It's Greg, then, who puts himself in danger to save his brother. He gives himself over to the Beast, who tries to make him lose hope in order to turn him into an Edelwood tree. When Wirt discovers Greg is missing, he acknowledges that he hasn't been very good to his little brother. Upon finding Greg becoming an Edelwood, Wirt apologizes and says it's his fault they're lost — taking that responsibility. Then, in a sweet moment that shows him playing along with Greg for the first time, Wirt finally joins in the frog-naming game. This one, "Jason Funderberker," sticks.

Based on the flashback episode, it's clear Wirt struggles with confidence, insecurity, and facing his fears. The other students are welcoming of him, but he's sabotaging himself at every turn. However, the fantastical Unknown forces him to face his fear of the mundane unknown. After getting home, he invites Sara (Emily Brundige) to listen to tapes with him. By the end of the series, Wirt has come out of his own dramatic introspection to be more engaged with those around him.

The Beast had been tricking the Woodsman

While many of the odd characters the boys meet come and go, the Beast and the Woodsman are part of Greg and Wirt's story from Episode 1 to the finale. It's ambiguous for a long time whether or not the Woodsman can be trusted, as he sometimes appears benevolent ... and yet, is mysterious. The Beast, meanwhile, has been the unknown threat haunting them through their journey.

Exercise instructions:
1. In the passage about Wirt and Greg, reproduce word for word everything from "The Beast had" down to "through their journey.".
2. Decide whether each statement agrees with the passage about Wirt and Greg: (a) Greg gives himself over to the Beast; (b) the other students are unwelcoming toward Wirt; (c) after getting home, Wirt invites Sara to watch a movie with him.

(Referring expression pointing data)
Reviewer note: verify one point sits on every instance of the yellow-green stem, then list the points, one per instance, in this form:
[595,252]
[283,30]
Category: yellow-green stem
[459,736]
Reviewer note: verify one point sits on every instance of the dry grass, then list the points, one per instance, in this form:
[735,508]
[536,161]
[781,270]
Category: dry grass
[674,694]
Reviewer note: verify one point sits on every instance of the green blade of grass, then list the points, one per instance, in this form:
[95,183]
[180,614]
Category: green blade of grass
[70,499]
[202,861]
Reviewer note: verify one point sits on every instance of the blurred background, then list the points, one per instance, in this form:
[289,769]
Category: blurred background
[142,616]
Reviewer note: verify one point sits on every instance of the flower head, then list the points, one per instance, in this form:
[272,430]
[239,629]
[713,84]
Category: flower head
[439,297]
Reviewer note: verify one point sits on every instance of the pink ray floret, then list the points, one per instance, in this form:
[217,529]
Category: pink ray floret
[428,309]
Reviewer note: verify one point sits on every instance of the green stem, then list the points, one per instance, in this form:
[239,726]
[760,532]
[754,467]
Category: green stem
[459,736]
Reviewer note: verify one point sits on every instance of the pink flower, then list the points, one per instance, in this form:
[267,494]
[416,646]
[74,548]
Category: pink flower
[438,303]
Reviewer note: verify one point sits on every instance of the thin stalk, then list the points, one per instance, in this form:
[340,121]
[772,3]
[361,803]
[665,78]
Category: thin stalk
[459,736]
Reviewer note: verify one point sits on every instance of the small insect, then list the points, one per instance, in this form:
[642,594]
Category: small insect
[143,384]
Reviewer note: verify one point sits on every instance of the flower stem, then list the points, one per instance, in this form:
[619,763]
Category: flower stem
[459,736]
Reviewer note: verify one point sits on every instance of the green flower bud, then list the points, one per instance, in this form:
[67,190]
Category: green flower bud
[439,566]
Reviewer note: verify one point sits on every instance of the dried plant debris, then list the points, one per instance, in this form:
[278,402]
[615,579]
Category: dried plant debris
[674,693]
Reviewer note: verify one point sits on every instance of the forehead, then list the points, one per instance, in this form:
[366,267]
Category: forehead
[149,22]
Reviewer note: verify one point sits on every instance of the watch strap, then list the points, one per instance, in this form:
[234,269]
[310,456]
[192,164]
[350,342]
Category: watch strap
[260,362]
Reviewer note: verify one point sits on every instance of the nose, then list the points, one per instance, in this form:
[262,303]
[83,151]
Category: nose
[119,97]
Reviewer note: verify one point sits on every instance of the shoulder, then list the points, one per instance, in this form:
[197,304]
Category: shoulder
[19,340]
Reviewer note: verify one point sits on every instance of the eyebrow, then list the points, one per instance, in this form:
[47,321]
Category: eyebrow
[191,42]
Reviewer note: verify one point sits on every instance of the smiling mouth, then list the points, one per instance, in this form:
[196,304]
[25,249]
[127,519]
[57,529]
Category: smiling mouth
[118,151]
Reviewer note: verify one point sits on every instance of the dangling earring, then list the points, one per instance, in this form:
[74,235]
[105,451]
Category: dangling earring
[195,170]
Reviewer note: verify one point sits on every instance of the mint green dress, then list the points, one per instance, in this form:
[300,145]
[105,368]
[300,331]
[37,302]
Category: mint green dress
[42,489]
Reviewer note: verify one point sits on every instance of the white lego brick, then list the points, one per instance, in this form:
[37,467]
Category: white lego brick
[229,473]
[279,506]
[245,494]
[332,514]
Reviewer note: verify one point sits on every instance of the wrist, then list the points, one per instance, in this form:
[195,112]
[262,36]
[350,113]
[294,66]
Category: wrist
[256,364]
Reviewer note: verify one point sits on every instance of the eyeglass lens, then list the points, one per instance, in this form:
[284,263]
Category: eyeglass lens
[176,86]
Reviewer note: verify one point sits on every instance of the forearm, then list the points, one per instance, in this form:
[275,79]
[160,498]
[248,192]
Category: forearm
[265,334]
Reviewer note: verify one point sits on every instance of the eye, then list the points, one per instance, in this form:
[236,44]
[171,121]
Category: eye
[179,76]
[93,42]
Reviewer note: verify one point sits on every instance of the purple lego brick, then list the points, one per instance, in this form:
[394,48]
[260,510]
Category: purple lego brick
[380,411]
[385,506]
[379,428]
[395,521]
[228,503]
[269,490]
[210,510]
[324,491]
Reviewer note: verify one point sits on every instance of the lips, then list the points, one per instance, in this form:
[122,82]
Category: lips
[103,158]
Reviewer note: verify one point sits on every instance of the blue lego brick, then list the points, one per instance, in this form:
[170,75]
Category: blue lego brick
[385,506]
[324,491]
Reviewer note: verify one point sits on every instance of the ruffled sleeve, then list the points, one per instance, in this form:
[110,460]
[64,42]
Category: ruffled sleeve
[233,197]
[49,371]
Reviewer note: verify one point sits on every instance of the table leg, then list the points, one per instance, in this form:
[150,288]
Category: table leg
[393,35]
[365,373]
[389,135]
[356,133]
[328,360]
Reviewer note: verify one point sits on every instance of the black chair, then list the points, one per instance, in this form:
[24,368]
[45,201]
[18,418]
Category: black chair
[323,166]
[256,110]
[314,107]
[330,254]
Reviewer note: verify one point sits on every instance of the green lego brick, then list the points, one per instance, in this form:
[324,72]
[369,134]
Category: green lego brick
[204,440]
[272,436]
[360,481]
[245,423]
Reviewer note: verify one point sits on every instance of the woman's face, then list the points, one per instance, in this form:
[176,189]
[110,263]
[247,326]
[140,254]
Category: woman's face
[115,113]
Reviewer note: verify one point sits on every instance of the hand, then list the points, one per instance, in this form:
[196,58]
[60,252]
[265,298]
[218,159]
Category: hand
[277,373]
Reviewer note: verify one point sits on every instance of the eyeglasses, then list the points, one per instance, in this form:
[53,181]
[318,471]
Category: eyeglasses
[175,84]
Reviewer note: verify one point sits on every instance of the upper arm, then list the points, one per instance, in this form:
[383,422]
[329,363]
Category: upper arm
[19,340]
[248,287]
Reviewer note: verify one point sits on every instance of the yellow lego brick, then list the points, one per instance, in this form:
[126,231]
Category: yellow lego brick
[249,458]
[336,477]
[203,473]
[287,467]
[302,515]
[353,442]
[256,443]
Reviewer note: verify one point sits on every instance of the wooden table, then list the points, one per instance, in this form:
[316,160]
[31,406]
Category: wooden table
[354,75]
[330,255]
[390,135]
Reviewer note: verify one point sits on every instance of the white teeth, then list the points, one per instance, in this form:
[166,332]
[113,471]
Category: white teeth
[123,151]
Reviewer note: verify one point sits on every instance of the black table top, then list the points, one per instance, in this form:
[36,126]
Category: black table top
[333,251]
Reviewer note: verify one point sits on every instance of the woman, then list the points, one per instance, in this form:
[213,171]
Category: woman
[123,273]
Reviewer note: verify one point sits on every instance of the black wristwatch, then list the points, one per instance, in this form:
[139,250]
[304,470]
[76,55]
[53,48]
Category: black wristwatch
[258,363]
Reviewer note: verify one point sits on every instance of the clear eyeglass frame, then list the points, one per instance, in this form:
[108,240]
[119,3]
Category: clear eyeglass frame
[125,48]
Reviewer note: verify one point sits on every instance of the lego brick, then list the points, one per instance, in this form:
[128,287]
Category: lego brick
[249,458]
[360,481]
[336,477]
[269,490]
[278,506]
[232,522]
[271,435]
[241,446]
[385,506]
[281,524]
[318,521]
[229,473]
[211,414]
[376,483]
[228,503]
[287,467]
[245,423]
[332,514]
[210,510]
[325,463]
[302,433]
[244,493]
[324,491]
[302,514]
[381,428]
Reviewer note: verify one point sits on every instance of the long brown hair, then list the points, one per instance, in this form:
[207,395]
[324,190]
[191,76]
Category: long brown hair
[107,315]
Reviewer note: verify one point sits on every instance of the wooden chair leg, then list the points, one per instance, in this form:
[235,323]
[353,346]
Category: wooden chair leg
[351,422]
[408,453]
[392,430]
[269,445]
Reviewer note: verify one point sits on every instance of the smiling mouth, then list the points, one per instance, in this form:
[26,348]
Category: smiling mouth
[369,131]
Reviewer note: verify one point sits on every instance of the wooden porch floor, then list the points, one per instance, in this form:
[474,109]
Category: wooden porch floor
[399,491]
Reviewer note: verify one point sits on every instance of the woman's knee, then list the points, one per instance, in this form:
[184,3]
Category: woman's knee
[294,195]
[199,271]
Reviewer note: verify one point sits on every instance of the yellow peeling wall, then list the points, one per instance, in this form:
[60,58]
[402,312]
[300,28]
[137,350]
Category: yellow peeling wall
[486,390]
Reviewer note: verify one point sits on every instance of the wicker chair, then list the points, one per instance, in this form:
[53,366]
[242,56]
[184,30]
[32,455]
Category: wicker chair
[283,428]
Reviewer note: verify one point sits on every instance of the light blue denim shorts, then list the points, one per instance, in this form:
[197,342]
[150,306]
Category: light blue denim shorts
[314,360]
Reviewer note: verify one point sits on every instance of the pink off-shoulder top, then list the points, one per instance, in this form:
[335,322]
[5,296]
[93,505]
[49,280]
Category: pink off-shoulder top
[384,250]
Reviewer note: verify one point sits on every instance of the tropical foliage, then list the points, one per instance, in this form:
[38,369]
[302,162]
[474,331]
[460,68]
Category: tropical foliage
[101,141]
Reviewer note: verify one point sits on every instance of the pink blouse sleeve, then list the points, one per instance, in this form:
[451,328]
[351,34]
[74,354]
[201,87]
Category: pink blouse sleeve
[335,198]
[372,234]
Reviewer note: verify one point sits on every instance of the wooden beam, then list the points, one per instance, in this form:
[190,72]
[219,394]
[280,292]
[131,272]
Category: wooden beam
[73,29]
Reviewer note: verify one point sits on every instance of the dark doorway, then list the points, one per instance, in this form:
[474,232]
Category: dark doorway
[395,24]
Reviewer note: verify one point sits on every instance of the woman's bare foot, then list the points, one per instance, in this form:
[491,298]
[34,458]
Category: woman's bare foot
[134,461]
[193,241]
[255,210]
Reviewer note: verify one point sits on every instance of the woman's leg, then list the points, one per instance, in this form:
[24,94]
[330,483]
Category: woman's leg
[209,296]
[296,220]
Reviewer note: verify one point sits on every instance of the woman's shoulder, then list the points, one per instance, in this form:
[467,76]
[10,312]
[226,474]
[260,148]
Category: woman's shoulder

Responses to the exercise:
1.
The Beast had been tricking the Woodsman

While many of the odd characters the boys meet come and go, the Beast and the Woodsman are part of Greg and Wirt's story from Episode 1 to the finale. It's ambiguous for a long time whether or not the Woodsman can be trusted, as he sometimes appears benevolent ... and yet, is mysterious. The Beast, meanwhile, has been the unknown threat haunting them through their journey.

2.
(a) Yes: "He gives himself over to the Beast"
(b) No: "The other students are welcoming of him"
(c) No: "he invites Sara (Emily Brundige) to listen to tapes with him"